------ Working data ------

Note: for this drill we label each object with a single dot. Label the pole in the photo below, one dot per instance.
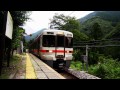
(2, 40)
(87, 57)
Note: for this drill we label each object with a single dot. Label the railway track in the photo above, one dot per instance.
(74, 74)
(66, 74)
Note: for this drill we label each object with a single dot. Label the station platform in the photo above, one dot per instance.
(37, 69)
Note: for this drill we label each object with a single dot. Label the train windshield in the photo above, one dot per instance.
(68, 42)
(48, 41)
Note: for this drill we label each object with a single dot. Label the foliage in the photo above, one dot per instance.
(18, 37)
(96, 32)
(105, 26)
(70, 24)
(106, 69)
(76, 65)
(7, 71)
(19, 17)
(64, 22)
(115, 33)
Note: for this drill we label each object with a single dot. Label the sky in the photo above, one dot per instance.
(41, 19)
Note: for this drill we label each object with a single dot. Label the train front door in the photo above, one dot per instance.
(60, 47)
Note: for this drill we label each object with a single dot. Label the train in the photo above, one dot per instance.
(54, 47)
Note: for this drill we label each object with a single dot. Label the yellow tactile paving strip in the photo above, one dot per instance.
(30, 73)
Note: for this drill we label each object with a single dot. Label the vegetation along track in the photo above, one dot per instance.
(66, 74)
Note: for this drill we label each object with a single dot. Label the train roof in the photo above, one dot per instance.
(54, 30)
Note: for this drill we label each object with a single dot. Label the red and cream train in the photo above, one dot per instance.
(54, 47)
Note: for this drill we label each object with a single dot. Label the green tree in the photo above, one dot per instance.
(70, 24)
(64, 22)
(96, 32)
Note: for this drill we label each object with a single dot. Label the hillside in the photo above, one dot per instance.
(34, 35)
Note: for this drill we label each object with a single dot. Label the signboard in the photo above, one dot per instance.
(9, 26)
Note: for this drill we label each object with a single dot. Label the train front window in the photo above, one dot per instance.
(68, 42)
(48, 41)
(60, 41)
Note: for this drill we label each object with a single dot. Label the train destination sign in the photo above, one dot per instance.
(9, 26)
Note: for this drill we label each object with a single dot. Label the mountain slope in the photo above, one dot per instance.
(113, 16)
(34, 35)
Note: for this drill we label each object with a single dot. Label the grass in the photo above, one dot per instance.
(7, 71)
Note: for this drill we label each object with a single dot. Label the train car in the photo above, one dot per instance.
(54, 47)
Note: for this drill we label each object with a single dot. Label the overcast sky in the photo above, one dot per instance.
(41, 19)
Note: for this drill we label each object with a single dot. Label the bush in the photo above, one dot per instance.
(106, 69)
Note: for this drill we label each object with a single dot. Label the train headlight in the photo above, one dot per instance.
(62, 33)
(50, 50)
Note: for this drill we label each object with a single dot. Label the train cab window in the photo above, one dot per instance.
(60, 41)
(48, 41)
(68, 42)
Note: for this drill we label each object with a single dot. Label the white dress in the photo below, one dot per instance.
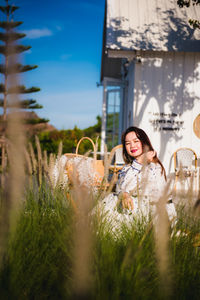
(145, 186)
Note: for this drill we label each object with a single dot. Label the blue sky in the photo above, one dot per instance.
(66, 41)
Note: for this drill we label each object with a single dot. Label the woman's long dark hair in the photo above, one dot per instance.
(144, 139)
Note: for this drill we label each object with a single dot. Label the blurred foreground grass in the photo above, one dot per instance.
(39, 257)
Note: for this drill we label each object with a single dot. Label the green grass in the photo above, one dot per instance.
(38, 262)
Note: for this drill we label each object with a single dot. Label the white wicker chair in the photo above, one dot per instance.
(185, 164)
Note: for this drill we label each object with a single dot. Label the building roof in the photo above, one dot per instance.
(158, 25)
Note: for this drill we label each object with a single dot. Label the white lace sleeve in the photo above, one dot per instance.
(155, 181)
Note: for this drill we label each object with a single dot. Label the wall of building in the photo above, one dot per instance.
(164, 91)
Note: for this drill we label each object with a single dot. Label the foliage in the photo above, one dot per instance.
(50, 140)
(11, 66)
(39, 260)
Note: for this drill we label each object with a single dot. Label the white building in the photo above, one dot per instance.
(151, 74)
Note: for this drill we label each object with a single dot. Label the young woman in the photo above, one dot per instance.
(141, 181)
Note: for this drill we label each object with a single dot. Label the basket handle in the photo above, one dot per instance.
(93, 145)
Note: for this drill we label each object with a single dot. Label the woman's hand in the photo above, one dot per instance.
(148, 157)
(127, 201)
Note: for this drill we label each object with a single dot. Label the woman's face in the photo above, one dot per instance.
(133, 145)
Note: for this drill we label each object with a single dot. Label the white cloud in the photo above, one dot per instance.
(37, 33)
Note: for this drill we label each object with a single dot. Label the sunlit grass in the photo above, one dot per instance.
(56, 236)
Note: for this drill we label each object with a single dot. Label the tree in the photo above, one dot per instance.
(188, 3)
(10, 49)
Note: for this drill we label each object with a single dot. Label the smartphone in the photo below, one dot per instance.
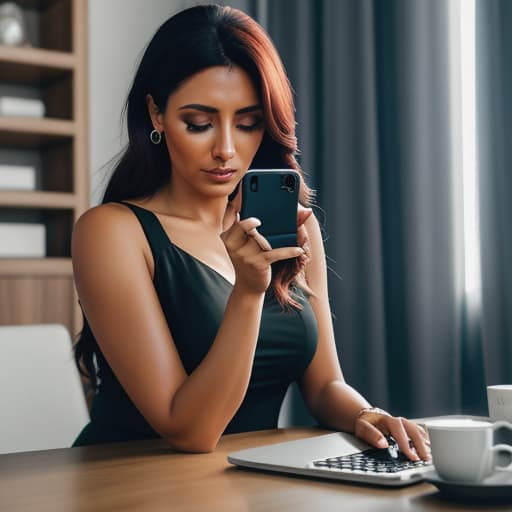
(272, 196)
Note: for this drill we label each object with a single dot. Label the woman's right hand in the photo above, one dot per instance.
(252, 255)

------
------ Working data ------

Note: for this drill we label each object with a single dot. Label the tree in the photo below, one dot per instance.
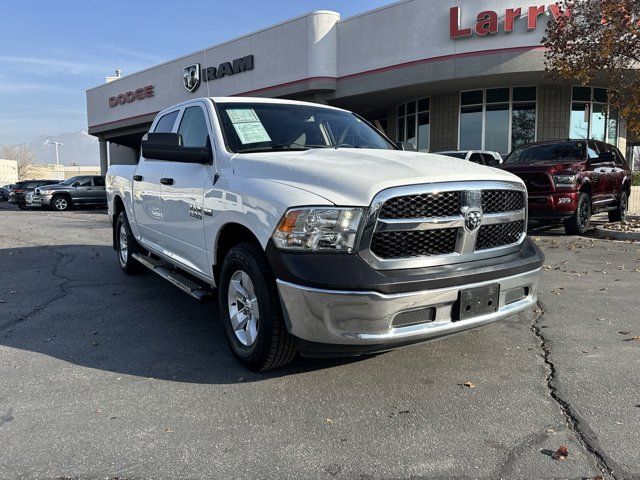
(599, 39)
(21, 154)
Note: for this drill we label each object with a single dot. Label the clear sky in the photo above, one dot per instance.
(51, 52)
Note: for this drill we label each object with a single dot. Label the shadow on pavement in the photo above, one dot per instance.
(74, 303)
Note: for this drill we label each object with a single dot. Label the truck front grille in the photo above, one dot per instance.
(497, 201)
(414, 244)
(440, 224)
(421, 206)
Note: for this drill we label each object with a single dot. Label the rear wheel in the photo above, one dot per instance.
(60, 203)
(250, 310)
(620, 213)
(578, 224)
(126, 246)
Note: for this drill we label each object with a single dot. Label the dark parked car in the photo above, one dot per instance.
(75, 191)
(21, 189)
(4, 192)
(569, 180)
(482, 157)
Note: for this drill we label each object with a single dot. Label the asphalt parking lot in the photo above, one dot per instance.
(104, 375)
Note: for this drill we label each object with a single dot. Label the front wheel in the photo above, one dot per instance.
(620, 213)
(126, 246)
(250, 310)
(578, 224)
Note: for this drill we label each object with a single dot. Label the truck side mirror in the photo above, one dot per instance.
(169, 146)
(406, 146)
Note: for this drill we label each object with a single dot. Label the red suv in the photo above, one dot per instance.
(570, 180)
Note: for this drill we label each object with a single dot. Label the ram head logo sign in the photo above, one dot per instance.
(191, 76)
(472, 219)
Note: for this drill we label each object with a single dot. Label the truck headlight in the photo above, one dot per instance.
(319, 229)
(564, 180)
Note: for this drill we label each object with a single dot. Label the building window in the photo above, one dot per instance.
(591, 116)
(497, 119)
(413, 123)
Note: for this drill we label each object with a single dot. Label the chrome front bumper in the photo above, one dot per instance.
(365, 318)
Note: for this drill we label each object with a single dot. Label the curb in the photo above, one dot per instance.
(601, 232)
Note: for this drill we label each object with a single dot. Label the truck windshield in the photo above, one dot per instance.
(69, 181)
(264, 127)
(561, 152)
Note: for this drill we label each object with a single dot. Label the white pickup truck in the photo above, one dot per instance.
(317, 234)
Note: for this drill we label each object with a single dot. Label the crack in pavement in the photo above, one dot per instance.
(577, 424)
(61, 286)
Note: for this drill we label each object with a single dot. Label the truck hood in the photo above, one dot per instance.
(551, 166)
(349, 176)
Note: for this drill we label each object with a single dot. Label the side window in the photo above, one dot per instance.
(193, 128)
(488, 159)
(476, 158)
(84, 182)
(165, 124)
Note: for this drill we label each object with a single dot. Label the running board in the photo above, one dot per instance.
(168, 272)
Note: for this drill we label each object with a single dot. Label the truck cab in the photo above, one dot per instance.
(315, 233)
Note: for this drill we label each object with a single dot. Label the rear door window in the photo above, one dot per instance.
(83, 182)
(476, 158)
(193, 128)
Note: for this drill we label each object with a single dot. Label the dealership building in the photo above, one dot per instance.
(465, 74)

------
------ Working data ------

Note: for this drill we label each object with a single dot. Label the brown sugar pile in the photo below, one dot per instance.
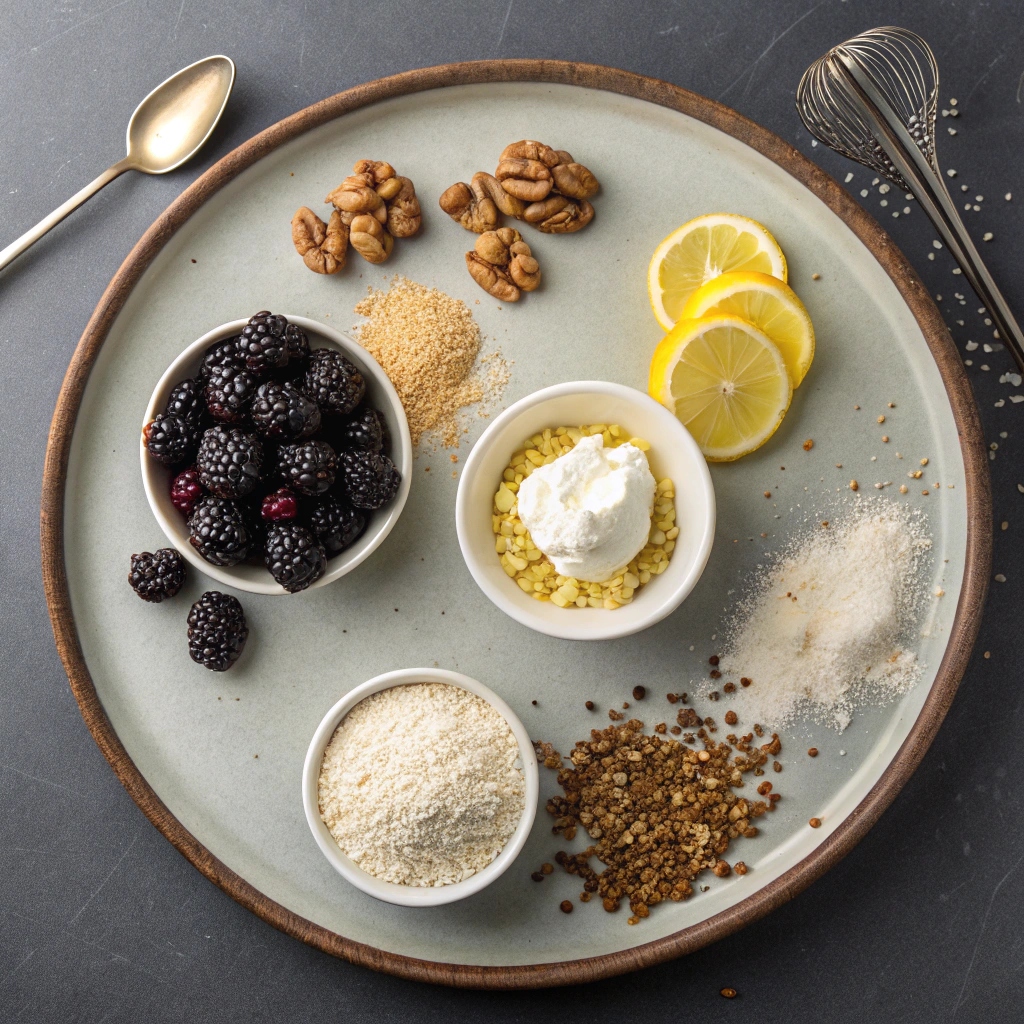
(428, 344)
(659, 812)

------

Which lines above contain the word "roof"? Gather each of them and copy it in full.

→ Answer for this exercise:
Note: for this drill we label each object with a single dot. Label the train roof in the photo above, one dot per instance.
Note: for this drill we label each object with a single dot. Label the building roof in the photo above, one dot per instance.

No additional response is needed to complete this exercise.